• [Extracted text]
┏━━

Taking a holistic approach in wealth management
After more than a decade of low interest rates, investors have been jolted by significant increases prompted by the highest rates of inflation in the last 40 years. How might HNWIs financially position themselves in these uncertain times? Marc Arand, Group CEO of Banque Havilland, weighs in.
For many HNWIs, the sting of rising interest rates will be felt deeply. Not only will their financial portfolios be impacted, but the effects will spread to nearly every component of their wealth. The global outlook appears grim, but central banks are obviously aware of the spillover effect of interest rate hikes, so they are trying to walk the narrow line between fighting the inflation and damaging the economy. Due to uncertainty as to where markets are headed, individuals should remain defensive and keep cash for opportunities that could arise. Having a trusted financial advisor can help to best protect wealth and identify chance openings.
Impact on real estate
The repercussions on the real estate market are already being felt on both the lending and the rental side. We see fewer offerings because owners are delaying putting assets on the market, largely due to insecurity. While we will likely see a drop in the value of so-called B properties, the value of prime locations will probably remain stable. For investors, a prudent approach would be to hold on to cash for a while longer, at least until we have more visibility.
Increased pressure on businesses
Entrepreneurs and investors are also facing dwindling returns as businesses grapple with higher costs, lower revenues, more difficulty securing bank loans, and tightened competition. A trusted and competent wealth manager can take an individual’s business involvement into account to assess risk in his or her personal financial portfolio.
“One major contributing factor to rising business expenses is the price of energy.”

┗━━

• [What to do]
A. According to the wealth management article, what position does Marc Arand hold?
B. Return the part of the wealth management article that opens with the words containing "Taking a holistic" and closes with "Havilland, weighs in.".
The data that comes next has no connection to the wealth management article.

• [Extracted information]

┏━━

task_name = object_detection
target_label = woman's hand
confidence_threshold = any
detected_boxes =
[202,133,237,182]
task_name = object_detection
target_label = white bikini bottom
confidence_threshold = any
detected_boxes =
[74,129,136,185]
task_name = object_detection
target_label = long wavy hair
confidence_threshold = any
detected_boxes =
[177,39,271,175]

┗━━
┏━━

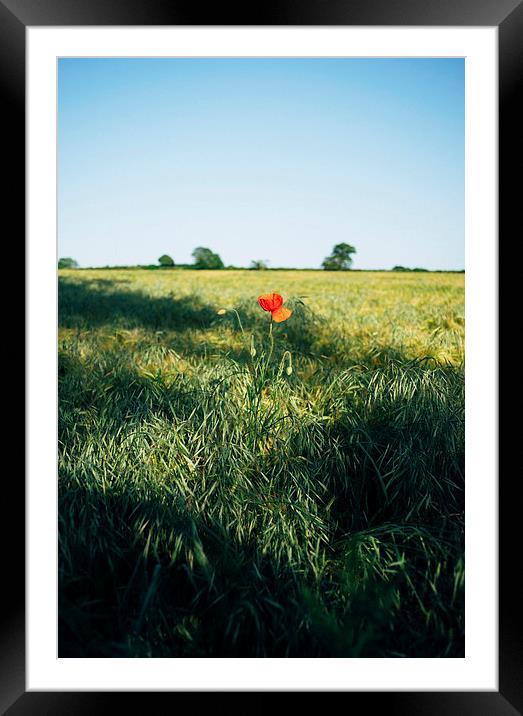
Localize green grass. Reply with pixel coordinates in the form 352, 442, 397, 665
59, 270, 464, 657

┗━━

• [The responses]
A. He is Group CEO of Banque Havilland.

B.
Taking a holistic approach in wealth management
After more than a decade of low interest rates, investors have been jolted by significant increases prompted by the highest rates of inflation in the last 40 years. How might HNWIs financially position themselves in these uncertain times? Marc Arand, Group CEO of Banque Havilland, weighs in.